▶ _Problem details_: Would you please restate every record exactly as written?

Stored items
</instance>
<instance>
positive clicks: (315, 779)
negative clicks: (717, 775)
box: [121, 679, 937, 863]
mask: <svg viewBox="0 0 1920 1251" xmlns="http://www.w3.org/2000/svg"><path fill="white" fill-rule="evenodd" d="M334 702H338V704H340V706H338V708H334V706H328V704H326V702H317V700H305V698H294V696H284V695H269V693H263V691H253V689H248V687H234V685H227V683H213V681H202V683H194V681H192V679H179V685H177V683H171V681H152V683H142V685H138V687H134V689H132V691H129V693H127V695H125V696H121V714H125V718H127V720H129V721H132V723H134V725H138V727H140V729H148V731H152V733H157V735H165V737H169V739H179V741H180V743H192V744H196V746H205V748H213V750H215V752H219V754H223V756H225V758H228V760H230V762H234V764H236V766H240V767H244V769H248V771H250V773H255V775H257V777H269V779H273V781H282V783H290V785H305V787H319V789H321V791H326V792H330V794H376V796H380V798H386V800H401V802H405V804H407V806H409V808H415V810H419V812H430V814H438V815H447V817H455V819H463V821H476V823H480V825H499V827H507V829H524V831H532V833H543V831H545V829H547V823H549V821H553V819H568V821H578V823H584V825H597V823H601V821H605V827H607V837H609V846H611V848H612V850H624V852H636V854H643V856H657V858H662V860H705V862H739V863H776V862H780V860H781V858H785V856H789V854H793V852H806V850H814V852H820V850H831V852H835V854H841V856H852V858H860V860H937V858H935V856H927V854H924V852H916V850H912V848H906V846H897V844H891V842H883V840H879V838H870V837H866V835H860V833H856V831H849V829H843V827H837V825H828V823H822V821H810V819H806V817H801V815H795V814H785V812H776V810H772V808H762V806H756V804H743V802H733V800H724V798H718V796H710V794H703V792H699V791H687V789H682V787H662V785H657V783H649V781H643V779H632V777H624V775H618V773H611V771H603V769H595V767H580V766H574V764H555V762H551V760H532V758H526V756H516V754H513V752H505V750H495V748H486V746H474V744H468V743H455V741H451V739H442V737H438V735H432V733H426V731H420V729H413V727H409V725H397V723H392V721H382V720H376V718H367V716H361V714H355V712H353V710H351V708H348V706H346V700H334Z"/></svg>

▶ _Solution to the exercise_:
</instance>
<instance>
positive clicks: (315, 779)
negative clicks: (717, 775)
box: [121, 679, 937, 863]
mask: <svg viewBox="0 0 1920 1251" xmlns="http://www.w3.org/2000/svg"><path fill="white" fill-rule="evenodd" d="M334 702H338V704H340V706H338V708H334V706H328V704H326V702H317V700H305V698H294V696H284V695H269V693H263V691H253V689H248V687H234V685H227V683H213V681H202V683H194V681H192V679H179V685H177V683H171V681H152V683H142V685H138V687H134V689H132V691H129V693H127V695H125V696H121V714H125V718H127V720H129V721H132V723H134V725H138V727H140V729H148V731H152V733H157V735H165V737H169V739H179V741H180V743H192V744H196V746H205V748H213V750H215V752H219V754H223V756H225V758H228V760H230V762H234V764H236V766H240V767H244V769H248V771H250V773H255V775H257V777H269V779H273V781H282V783H290V785H305V787H319V789H321V791H326V792H330V794H376V796H380V798H386V800H401V802H405V804H407V806H409V808H415V810H419V812H430V814H438V815H447V817H455V819H463V821H476V823H480V825H499V827H507V829H524V831H532V833H543V831H545V829H547V823H549V821H553V819H568V821H578V823H584V825H597V823H601V821H605V827H607V837H609V846H611V848H612V850H624V852H636V854H643V856H657V858H662V860H705V862H739V863H776V862H780V860H781V858H785V856H789V854H793V852H806V850H814V852H820V850H831V852H835V854H841V856H852V858H860V860H937V858H935V856H927V854H924V852H916V850H912V848H906V846H897V844H891V842H883V840H879V838H870V837H866V835H860V833H856V831H849V829H843V827H837V825H828V823H822V821H810V819H806V817H801V815H795V814H785V812H776V810H772V808H762V806H756V804H743V802H733V800H724V798H718V796H710V794H703V792H699V791H687V789H682V787H662V785H657V783H649V781H643V779H632V777H624V775H618V773H611V771H603V769H595V767H580V766H574V764H555V762H551V760H532V758H526V756H516V754H513V752H505V750H495V748H486V746H474V744H468V743H455V741H451V739H442V737H438V735H432V733H426V731H420V729H413V727H409V725H397V723H392V721H382V720H376V718H367V716H361V714H355V712H353V710H351V708H348V706H346V700H334Z"/></svg>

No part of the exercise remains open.